*** Opening ENTRIES SUPPLIED ***

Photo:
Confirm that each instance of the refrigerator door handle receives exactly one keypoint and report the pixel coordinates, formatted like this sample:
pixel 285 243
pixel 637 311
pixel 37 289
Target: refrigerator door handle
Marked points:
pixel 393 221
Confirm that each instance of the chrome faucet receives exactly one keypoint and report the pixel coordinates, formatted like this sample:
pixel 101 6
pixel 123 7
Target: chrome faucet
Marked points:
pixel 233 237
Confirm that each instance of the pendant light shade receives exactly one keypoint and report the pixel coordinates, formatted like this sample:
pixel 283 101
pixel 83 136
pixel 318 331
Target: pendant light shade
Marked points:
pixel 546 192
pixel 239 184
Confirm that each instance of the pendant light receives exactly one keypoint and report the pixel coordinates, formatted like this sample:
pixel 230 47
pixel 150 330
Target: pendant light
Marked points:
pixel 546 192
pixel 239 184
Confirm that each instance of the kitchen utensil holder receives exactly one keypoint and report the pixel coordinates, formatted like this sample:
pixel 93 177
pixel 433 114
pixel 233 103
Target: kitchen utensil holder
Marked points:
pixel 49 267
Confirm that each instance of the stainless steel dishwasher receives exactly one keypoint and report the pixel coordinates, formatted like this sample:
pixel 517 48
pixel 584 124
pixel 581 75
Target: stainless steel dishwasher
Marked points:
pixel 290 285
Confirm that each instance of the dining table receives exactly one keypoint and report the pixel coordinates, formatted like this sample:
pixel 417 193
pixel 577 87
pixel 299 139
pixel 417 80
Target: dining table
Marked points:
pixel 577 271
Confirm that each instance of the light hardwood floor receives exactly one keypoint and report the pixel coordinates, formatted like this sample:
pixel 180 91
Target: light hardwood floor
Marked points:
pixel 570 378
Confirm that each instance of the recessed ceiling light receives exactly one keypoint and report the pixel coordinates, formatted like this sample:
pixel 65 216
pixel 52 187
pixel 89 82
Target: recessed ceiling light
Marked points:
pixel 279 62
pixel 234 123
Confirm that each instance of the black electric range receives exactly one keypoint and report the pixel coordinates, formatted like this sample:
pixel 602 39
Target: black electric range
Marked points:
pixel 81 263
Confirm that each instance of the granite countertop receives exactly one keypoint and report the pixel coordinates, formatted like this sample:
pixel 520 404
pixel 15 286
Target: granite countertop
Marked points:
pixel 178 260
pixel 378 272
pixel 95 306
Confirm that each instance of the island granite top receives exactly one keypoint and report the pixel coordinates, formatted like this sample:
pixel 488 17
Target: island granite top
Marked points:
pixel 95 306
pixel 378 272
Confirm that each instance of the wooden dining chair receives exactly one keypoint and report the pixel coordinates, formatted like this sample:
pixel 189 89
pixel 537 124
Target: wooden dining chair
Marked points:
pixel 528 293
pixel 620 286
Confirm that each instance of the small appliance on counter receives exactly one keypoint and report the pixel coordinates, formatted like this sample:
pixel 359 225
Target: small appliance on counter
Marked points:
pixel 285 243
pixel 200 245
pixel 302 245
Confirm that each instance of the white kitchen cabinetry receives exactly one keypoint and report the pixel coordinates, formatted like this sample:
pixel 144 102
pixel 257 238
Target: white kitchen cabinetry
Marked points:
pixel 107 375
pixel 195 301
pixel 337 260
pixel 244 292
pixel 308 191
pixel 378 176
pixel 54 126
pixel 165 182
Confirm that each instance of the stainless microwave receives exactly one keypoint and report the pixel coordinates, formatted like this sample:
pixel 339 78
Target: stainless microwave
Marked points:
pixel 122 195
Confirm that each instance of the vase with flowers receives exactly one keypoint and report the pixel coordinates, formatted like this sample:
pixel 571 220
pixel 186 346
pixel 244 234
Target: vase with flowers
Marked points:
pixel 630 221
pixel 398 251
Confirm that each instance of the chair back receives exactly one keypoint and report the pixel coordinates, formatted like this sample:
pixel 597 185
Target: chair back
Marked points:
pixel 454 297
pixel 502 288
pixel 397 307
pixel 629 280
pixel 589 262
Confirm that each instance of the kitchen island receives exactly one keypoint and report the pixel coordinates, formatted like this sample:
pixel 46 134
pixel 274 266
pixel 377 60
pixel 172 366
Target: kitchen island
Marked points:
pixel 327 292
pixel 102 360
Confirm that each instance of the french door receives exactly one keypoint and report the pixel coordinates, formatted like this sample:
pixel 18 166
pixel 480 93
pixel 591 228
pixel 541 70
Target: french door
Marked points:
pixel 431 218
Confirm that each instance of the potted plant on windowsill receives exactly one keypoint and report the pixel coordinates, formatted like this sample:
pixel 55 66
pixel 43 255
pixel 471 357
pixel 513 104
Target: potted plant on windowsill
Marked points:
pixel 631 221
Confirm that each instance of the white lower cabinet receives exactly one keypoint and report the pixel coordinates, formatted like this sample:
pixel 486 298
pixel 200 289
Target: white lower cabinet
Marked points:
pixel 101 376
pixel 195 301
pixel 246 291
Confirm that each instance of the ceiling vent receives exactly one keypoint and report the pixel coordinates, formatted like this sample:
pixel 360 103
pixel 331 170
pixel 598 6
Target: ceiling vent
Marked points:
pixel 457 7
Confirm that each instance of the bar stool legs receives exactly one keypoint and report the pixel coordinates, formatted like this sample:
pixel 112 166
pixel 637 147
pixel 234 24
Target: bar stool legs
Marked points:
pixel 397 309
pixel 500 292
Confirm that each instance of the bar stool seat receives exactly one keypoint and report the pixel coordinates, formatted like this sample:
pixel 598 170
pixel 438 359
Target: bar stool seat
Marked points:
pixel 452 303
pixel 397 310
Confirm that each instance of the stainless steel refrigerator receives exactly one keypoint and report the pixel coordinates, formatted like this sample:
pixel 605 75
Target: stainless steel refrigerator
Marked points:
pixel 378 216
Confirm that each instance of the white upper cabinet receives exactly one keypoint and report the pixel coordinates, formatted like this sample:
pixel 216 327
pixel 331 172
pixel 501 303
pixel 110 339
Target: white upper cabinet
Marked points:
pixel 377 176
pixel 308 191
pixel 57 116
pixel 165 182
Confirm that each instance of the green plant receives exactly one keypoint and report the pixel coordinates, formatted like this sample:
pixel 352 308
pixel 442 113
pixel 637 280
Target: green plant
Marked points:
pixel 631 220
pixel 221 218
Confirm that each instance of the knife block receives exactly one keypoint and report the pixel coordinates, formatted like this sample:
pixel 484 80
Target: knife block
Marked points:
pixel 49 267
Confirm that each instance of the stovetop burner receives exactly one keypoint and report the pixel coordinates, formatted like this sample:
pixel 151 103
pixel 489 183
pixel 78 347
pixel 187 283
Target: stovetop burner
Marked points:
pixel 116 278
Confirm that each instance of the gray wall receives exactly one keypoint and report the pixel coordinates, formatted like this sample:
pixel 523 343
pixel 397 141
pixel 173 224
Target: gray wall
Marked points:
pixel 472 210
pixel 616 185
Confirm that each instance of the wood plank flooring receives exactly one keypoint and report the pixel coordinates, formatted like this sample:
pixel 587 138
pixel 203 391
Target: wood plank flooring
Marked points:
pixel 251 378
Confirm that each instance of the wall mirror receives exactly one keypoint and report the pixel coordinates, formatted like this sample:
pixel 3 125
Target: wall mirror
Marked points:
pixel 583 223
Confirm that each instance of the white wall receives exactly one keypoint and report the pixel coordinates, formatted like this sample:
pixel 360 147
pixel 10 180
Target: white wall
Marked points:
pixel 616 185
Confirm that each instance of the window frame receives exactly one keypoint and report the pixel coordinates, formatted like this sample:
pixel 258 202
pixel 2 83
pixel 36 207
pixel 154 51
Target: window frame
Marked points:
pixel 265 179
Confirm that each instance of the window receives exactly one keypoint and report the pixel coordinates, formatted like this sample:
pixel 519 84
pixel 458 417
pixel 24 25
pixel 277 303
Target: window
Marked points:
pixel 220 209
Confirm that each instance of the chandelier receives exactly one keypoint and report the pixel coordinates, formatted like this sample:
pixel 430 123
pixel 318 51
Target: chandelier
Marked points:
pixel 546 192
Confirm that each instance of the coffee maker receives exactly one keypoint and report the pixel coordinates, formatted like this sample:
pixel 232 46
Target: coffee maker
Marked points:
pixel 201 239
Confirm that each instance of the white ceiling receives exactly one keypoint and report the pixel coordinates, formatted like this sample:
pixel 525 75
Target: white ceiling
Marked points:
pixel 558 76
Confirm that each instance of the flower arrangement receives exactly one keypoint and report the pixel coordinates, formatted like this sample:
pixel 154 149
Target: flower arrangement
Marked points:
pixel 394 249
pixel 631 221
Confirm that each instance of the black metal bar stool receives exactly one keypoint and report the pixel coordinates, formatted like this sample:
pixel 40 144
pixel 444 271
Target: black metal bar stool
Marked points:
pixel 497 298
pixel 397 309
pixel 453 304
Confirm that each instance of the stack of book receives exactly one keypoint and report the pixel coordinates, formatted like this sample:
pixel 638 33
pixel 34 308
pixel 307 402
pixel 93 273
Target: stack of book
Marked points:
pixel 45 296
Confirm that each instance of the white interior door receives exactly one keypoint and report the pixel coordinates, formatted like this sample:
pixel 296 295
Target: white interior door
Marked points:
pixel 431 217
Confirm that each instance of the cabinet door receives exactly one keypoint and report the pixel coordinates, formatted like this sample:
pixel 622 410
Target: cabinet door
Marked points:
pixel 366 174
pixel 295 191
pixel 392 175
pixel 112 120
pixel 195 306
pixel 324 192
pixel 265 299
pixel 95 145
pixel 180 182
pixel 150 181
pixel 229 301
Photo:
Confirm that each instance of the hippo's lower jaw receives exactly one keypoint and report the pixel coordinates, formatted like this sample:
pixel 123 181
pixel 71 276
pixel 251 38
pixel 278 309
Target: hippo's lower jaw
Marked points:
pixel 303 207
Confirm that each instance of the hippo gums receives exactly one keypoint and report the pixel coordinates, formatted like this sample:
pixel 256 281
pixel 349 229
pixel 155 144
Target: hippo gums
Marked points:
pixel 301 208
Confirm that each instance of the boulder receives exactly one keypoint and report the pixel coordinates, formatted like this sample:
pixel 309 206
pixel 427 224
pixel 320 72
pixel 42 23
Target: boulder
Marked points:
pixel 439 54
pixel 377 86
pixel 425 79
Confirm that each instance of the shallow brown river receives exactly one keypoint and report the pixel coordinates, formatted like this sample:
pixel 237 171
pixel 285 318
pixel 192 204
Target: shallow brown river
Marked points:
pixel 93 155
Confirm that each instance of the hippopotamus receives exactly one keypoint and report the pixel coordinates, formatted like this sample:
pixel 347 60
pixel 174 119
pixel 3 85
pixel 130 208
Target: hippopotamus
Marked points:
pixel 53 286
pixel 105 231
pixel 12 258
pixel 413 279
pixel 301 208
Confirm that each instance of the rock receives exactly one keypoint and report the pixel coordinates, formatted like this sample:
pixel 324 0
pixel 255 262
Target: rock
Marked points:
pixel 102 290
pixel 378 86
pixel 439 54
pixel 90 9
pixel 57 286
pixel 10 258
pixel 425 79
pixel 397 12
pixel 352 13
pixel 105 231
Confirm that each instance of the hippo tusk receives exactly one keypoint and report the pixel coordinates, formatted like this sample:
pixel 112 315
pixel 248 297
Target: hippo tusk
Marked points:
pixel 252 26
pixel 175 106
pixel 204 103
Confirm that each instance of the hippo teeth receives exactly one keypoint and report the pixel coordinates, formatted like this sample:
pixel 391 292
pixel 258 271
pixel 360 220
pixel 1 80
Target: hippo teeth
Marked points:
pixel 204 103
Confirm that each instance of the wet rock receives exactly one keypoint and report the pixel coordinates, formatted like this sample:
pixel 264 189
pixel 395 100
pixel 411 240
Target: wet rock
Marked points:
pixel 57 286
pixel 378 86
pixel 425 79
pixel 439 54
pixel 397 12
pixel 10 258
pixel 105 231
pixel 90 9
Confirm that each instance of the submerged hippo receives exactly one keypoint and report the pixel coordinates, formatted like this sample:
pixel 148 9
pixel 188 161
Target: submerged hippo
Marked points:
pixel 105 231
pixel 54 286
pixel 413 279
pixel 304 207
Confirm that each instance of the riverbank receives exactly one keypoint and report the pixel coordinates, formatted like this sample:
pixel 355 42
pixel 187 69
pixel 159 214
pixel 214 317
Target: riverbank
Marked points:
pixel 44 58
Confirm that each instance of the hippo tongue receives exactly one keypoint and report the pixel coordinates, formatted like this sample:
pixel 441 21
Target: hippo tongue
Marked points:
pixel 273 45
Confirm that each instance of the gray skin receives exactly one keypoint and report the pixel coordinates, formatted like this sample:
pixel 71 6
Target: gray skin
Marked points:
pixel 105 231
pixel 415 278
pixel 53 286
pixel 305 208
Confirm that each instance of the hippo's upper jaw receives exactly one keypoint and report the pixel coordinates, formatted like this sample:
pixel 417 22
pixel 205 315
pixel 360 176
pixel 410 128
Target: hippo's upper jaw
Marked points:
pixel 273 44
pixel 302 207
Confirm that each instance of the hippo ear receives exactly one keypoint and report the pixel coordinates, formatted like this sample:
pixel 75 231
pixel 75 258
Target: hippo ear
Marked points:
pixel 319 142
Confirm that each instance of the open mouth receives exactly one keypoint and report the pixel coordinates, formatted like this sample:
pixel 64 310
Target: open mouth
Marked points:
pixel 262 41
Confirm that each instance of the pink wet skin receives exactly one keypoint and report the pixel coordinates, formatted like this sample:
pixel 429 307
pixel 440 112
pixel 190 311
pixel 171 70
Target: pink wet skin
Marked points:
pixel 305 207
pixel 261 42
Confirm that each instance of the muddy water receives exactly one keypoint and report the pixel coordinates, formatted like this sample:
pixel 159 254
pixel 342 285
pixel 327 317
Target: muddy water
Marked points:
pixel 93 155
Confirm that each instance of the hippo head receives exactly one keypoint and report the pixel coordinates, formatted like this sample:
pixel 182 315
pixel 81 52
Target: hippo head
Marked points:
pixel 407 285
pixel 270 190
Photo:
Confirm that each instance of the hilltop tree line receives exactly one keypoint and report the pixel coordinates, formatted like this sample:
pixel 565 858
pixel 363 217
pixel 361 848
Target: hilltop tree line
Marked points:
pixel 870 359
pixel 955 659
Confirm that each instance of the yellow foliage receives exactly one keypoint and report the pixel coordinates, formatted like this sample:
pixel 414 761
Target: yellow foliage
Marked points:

*** Closing ENTRIES SUPPLIED ***

TASK DETAILS: The first line of the records begins the span, and the line containing "pixel 123 7" ends it. Reproduce that span exactly, both ends included.

RESPONSE FOR THIS EXERCISE:
Photo:
Confirm that each instance of the refrigerator door handle receives exactly one keypoint and report the pixel coordinates, formatted like this sample:
pixel 285 243
pixel 637 311
pixel 37 289
Target: refrigerator door handle
Marked points:
pixel 393 221
Confirm that each instance of the chrome faucet receives exactly one keypoint and report the pixel coordinates, formatted like this sample:
pixel 101 6
pixel 123 7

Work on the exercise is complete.